■ **Text segment**:
##############################

Nutrition for you: Vitamin A
Choosing to live a healthy lifestyle includes eating healthy, nutritious foods every day.
Eating nutritious foods helps strengthen your immune system and keeps your body working at its’ peak performance. To achieve this healthy lifestyle, a variety of nutrients need to be consumed. One of these nutrients is vitamin A. Vitamin A is a fat-soluble vitamin. What this means is that vitamin A is stored in your body fat and does not need to be consumed every day. Eating foods that are rich in vitamin A at least every other day should supply you with all of the vitamin A you need.
What does vitamin A do for you? Think back to your childhood when your mother may have told you that eating carrots would help your eyes. Well, Mom was right. Vitamin A does help your vision, especially night vision. Vitamin A also helps keep your skin healthy, both outside your body and inside. Inside includes the mucus membrane that lines the interior of your nasal and digestive system. Vitamin A helps keep your immune system strong and lowers your risk for diseases like heart disease and may lower your risk for cancer.
What should I eat for vitamin A? Vitamin A is found in both animal products and plants. However, relying on animal products for vitamin A also increases your intake of fat. Relying on plants for vitamin A ensures that you are also getting a healthy dose of other plant chemicals as well as fiber and virtually no fat or cholesterol. The vitamin A found in plants is in the form of beta-carotene. This plant chemical is found in the brightly colored yellow, orange, red and green fruits and veggies including:
- Peppers—green, yellow, orange and red
- Greens—spinach, collard, kale
- Orange squash
- Sweet potatoes
- Ruby red grapefruit
The deeper and darker the color, the more beta-carotene (vitamin A) the food contains. When planning your meals, choose these brightly colored fruits and vegetables at most meals. Your body will thank you for it!

##############################

■ **Given data**:
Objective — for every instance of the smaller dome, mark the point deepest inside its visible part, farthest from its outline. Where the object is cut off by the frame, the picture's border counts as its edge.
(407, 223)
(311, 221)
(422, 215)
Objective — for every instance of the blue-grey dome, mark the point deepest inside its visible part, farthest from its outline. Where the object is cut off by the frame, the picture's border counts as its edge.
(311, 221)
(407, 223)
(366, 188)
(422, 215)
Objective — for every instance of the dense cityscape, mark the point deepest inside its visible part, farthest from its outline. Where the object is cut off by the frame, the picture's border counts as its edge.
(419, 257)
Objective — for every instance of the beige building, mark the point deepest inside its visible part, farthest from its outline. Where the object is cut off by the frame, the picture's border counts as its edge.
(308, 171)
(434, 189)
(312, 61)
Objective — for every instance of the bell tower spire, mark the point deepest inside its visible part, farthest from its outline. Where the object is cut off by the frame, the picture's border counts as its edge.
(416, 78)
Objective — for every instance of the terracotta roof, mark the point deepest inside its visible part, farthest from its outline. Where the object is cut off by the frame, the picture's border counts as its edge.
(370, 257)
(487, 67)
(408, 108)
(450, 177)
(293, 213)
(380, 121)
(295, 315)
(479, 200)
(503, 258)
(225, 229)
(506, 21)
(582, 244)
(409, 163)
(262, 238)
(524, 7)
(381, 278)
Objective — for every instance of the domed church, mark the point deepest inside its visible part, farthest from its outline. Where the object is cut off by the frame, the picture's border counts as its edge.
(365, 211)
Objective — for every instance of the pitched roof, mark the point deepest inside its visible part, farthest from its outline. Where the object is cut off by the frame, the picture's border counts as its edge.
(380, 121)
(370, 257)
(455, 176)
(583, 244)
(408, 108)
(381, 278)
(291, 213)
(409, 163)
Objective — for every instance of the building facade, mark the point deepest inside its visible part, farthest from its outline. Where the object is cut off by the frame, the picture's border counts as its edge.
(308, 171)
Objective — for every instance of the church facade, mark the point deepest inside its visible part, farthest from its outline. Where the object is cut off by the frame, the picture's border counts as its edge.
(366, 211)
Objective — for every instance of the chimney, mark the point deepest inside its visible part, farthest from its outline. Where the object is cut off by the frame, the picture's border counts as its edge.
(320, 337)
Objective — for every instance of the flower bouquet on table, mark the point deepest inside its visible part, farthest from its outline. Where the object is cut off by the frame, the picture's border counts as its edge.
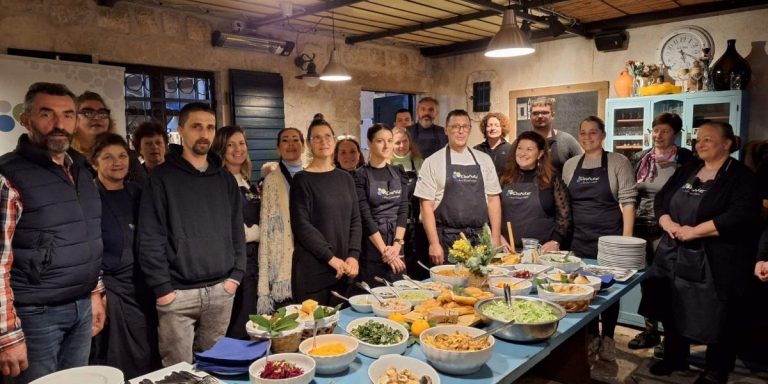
(474, 255)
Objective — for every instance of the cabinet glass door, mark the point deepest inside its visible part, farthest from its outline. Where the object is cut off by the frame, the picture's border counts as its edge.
(628, 128)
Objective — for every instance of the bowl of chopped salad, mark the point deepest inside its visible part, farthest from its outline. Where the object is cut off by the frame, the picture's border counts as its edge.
(563, 260)
(378, 336)
(283, 368)
(535, 319)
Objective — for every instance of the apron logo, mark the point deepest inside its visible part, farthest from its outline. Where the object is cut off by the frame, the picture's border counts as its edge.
(464, 177)
(388, 195)
(512, 194)
(588, 180)
(690, 190)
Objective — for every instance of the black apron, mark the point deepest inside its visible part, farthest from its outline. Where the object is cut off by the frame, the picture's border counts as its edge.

##############################

■ **Tasks and exercises**:
(A) Copy out the part of the vitamin A article above that opens with the words containing "What should I" and closes with "you for it!".
(B) Summarize the vitamin A article above in two sentences.
(C) List the entries in the vitamin A article's bulleted list of fruits and vegetables that contain beta-carotene.

■ **Responses by item number**:
(A)
What should I eat for vitamin A? Vitamin A is found in both animal products and plants. However, relying on animal products for vitamin A also increases your intake of fat. Relying on plants for vitamin A ensures that you are also getting a healthy dose of other plant chemicals as well as fiber and virtually no fat or cholesterol. The vitamin A found in plants is in the form of beta-carotene. This plant chemical is found in the brightly colored yellow, orange, red and green fruits and veggies including:
- Peppers—green, yellow, orange and red
- Greens—spinach, collard, kale
- Orange squash
- Sweet potatoes
- Ruby red grapefruit
The deeper and darker the color, the more beta-carotene (vitamin A) the food contains. When planning your meals, choose these brightly colored fruits and vegetables at most meals. Your body will thank you for it!

(B) Vitamin A is a fat-soluble vitamin stored in body fat, so eating foods rich in it at least every other day should supply what you need, and it supports vision, skin health and the immune system while lowering the risk of diseases like heart disease. It is found in both animal products and plants, but plants provide it as beta-carotene along with fiber and virtually no fat or cholesterol, especially in deeply colored yellow, orange, red and green fruits and vegetables.

(C)
- Peppers (green, yellow, orange and red)
- Greens (spinach, collard, kale)
- Orange squash
- Sweet potatoes
- Ruby red grapefruit